Problem details:
Restate the listing exactly and in full.

BEGIN Data for analysis

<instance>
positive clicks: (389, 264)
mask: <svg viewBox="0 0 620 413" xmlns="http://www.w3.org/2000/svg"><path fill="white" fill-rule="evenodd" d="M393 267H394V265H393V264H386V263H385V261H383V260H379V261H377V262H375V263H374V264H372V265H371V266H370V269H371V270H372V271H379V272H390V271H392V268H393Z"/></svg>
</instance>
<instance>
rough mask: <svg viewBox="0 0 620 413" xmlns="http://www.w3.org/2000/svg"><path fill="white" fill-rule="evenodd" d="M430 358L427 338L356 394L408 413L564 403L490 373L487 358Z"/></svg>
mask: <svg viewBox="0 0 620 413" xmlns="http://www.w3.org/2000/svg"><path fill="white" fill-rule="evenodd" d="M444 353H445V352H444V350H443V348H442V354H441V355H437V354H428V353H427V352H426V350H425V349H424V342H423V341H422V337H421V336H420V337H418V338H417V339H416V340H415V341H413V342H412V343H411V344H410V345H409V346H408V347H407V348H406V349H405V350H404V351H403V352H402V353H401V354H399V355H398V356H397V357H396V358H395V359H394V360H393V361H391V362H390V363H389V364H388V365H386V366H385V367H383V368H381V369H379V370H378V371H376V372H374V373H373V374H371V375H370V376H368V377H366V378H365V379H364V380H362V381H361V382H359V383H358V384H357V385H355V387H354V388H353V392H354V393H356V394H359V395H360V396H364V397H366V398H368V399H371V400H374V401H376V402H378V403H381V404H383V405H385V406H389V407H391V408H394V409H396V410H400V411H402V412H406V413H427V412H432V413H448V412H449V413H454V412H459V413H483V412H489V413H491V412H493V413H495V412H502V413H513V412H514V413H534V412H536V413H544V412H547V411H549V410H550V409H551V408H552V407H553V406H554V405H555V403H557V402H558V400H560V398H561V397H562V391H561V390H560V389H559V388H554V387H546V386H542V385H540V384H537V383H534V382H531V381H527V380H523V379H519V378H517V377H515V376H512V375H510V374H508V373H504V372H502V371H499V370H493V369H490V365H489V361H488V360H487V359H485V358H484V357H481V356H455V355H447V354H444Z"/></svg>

END Data for analysis

Exercise solution:
<instance>
positive clicks: (389, 264)
mask: <svg viewBox="0 0 620 413" xmlns="http://www.w3.org/2000/svg"><path fill="white" fill-rule="evenodd" d="M393 267H394V265H393V264H386V263H385V261H383V260H379V261H377V262H375V263H374V264H372V265H371V266H370V269H371V270H372V271H379V272H390V271H392V268H393Z"/></svg>
</instance>
<instance>
rough mask: <svg viewBox="0 0 620 413" xmlns="http://www.w3.org/2000/svg"><path fill="white" fill-rule="evenodd" d="M430 358L427 338L356 394L408 413L564 403L490 373L487 358Z"/></svg>
mask: <svg viewBox="0 0 620 413" xmlns="http://www.w3.org/2000/svg"><path fill="white" fill-rule="evenodd" d="M444 353H445V352H444V350H443V348H442V354H441V355H437V354H428V353H427V352H426V350H425V349H424V342H423V341H422V337H421V336H420V337H418V338H417V339H416V340H415V341H413V342H412V343H411V344H410V345H409V346H408V347H407V348H406V349H405V350H404V351H403V352H402V353H401V354H399V355H398V356H397V357H396V358H395V359H394V360H393V361H391V362H390V363H389V364H388V365H386V366H385V367H383V368H381V369H379V370H378V371H376V372H374V373H373V374H371V375H370V376H368V377H366V378H365V379H364V380H362V381H361V382H359V383H358V384H357V385H355V387H354V388H353V392H354V393H356V394H359V395H360V396H364V397H366V398H368V399H371V400H374V401H376V402H378V403H381V404H383V405H385V406H389V407H391V408H394V409H396V410H400V411H402V412H406V413H427V412H432V413H448V412H449V413H454V412H459V413H483V412H489V413H491V412H493V413H495V412H502V413H513V412H514V413H534V412H536V413H544V412H547V411H549V410H550V409H551V408H552V407H553V406H554V405H555V403H557V402H558V400H560V398H561V397H562V391H561V390H560V389H559V388H554V387H546V386H542V385H540V384H537V383H534V382H531V381H527V380H523V379H519V378H517V377H515V376H512V375H510V374H508V373H504V372H502V371H499V370H493V369H490V365H489V361H488V360H487V359H485V358H484V357H481V356H455V355H447V354H444Z"/></svg>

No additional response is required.